**Exercice court 1**
Répondez aux questions suivantes d'après l'article sur le débat :
(a) Dans quelle circonscription Sonia Lebel est-elle candidate ?
(b) Selon tous les partis, à partir de quel niveau scolaire l'éducation des citoyens face au système de justice est-elle prioritaire ?
(c) D'après Véronique Hivon, quelles formes de justice subissent souvent les contrecoups de la justice criminelle et pénale ?
**Exercice court 2**
Énumérez tous les grands enjeux débattus que mentionne l'article sur le débat.
**Exercice court 3**
Poursuivez l'article sur le débat à la suite de sa dernière phrase.

─── Extrait ───

Débat : les quatre candidats déplorent le manque d’accessibilité
Elyse L. Perreault
2018-09-20 13:15:00
Leur consensus: L’accès à la justice québécoise a besoin d'être amélioré. Manque de fonds, manque de ressources, manque d’accessibilité, lois mésadaptées, citoyens mal informés… La liste est longue.
Les grands enjeux débattus: l’accès à la justice, l’aide juridique, la justice dans le Nord et le droit familial.
Consensus et crêpage de chignon amical
Les débatteurs qui ont accepté d’aller au front sont Me Marc Tanguay du Parti libéral du Québec (PLQ), candidat dans Lafontaine; Me Véronique Hivon du Parti québécois (PQ), candidate dans Joliette; Me Sonia Lebel de la Coalition Avenir Québec (CAQ), candidate dans Champlain; et Mme Mylène Jaccoud de Québec solidaire, candidate dans Bertrand.
Côté accessibilité au système, tous les partis sont d’accord à l’effet que l’éducation des citoyens face au système de justice est prioritaire dès l’école secondaire pour prévenir le recours abusif aux tribunaux.
Véronique Hivon, du PQ, a souligné l’importance de mettre l’emphase sur la justice civile et familiale qui subit souvent les contrecoups de la justice criminelle et pénale. Elle a aussi parlé de remettre les victimes au coeur des priorités du système de justice. Sonia Lebel, de la CAQ, a mentionné l’urgence de rendre ce système plus accessible et efficace et Mylène Jaccoud, de QS, a ajouté qu’il fallait à tout prix le décloisonner pour y parvenir.

─── Ensemble d'entrées ───

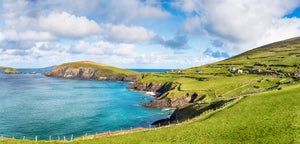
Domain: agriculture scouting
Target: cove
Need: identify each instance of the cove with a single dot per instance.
(36, 105)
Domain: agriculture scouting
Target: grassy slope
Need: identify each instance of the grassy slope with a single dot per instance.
(216, 81)
(10, 71)
(269, 117)
(102, 67)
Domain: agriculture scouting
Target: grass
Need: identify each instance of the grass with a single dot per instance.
(269, 117)
(10, 71)
(99, 66)
(264, 117)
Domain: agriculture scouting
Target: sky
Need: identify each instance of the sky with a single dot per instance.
(140, 33)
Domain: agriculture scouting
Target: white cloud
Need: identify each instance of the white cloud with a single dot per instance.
(65, 24)
(190, 24)
(131, 10)
(125, 33)
(13, 35)
(241, 25)
(103, 48)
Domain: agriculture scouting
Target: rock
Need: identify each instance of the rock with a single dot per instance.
(92, 71)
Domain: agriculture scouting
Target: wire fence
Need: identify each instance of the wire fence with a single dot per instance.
(121, 131)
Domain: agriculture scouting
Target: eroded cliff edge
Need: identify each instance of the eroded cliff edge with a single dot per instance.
(92, 71)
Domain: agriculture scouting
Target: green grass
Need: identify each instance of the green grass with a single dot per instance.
(269, 117)
(10, 71)
(108, 68)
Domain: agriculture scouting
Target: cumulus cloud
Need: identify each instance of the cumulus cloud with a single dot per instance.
(131, 10)
(215, 54)
(13, 35)
(241, 25)
(65, 24)
(180, 41)
(123, 33)
(103, 48)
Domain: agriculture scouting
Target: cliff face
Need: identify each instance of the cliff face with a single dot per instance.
(91, 72)
(161, 90)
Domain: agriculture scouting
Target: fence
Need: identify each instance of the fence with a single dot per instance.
(120, 132)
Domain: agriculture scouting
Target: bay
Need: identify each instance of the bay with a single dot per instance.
(35, 105)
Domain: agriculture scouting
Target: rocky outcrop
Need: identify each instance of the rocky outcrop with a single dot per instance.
(89, 73)
(157, 88)
(161, 91)
(190, 111)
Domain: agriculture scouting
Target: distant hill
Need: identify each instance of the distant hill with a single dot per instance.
(282, 56)
(92, 71)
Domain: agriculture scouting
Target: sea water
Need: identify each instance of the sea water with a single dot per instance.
(36, 105)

───

**Résultat 1**
(a) Champlain.
(b) Dès l'école secondaire.
(c) La justice civile et familiale.

**Résultat 2**
- L'accès à la justice
- L'aide juridique
- La justice dans le Nord
- Le droit familial

**Résultat 3**
Quant à Marc Tanguay, du PLQ, il ne s’est pas mérité de fleurs de la part de ses consoeurs quand il a exposé l’intention d’ajouter des magistrats et des salles d’audience; elles lui ont reproché de travailler à contre-courant puisqu’il faut diminuer les cas qui entrent dans le système.
En entrevue avec Droit-Inc, le libéral a qualifié le système de justice québécois d’«archaïque». Il nous a confié la complexité et la durée injustifiées des procédures qu’il a connues à l’époque de son divorce. Sonia Lebel nous a également parlé de contraintes légales qu’elles estime aberrantes en termes de garde partagée et de pension alimentaire, soulignant que le processus de médiation devrait être repensé et mis de l’avant pour désengorger les tribunaux.
Concernant l’aide juridique, le candidat du PLQ a souligné que la hausse des seuils d’admissibilité de 6.7%, basée sur l’augmentation du salaire minimum, avait établi le barème de gratuité à 21 840$, donnant désormais accès au système à plus de citoyens. Véronique Hivon a répliqué qu’il s’agissait d’une initiative du PQ, alors que les deux autres candidates ont indiqué que l’augmentation n’était pas suffisante à leur avis et que trop de gens à faible revenu doivent encore payer pour être défendus. Mylène Jaccoud, de QS, a émis l’idée d’établir les seuils en fonction du salaire mensuel des citoyens, plutôt que annuel.
Quant à la justice dans les territoires du Nord, les partis s’accordent sur la pertinence d’une réforme. Le PLQ a vanté le Fonds d’initiatives autochtones, alors que QS a prôné une approche mixte alliant la culture des peuples autochtones aux réalités du système de justice québécois. Le PQ et la CAQ ont souligné l’importance de tisser des liens avec les peuples, d’éviter de leur imposer une vision et d’impliquer tous les acteurs de la communauté pour travailler en collaboration plutôt qu’en vase clos.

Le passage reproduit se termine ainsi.